[5479] in North American Network Operators' Group
Re: GigaRouter (Was Re: Cisco as Big Brother))
daemon@ATHENA.MIT.EDU (Craig A. Huegen)
Sun Oct 20 17:27:07 1996
Date: Sun, 20 Oct 1996 14:17:19 -0700 (PDT)
From: "Craig A. Huegen" <c-huegen@quad.quadrunner.com>
To: Rob Liebschutz <rob@rjl.com>
cc: Vadim Antonov <avg@quake.net>, alexis@panix.com, michael@memra.com,
nanog@merit.edu
In-Reply-To: <CMM-RU.1.0.845764533.rob@solar.rjl.com>
On Sat, 19 Oct 1996, Rob Liebschutz wrote:
==>Is this a general statement about flash, or just about the flash in Ciscos?
==>I'd find it hard to believe that well designed solid state devices could
==>be lest reliable than a disk drive, especially since a large part of a disk
==>drive is solid state as well.

# # # #

Problem to solve:
Reproduce a portion of the mailing-list post above verbatim, beginning at the words "Sun Oct 20 17:27:07" and stopping after "state as well.".

# # # #

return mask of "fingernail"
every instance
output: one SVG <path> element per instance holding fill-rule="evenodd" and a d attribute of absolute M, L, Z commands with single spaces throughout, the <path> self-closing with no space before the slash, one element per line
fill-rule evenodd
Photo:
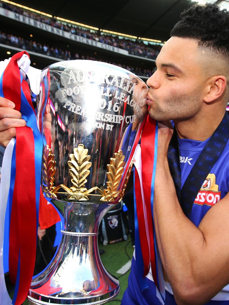
<path fill-rule="evenodd" d="M 13 103 L 13 102 L 11 101 L 9 102 L 8 105 L 9 107 L 10 107 L 11 108 L 14 108 L 15 106 L 14 103 Z"/>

# # # #

Response:
Sun Oct 20 17:27:07 1996
Date: Sun, 20 Oct 1996 14:17:19 -0700 (PDT)
From: "Craig A. Huegen" <c-huegen@quad.quadrunner.com>
To: Rob Liebschutz <rob@rjl.com>
cc: Vadim Antonov <avg@quake.net>, alexis@panix.com, michael@memra.com,
nanog@merit.edu
In-Reply-To: <CMM-RU.1.0.845764533.rob@solar.rjl.com>
On Sat, 19 Oct 1996, Rob Liebschutz wrote:
==>Is this a general statement about flash, or just about the flash in Ciscos?
==>I'd find it hard to believe that well designed solid state devices could
==>be lest reliable than a disk drive, especially since a large part of a disk
==>drive is solid state as well.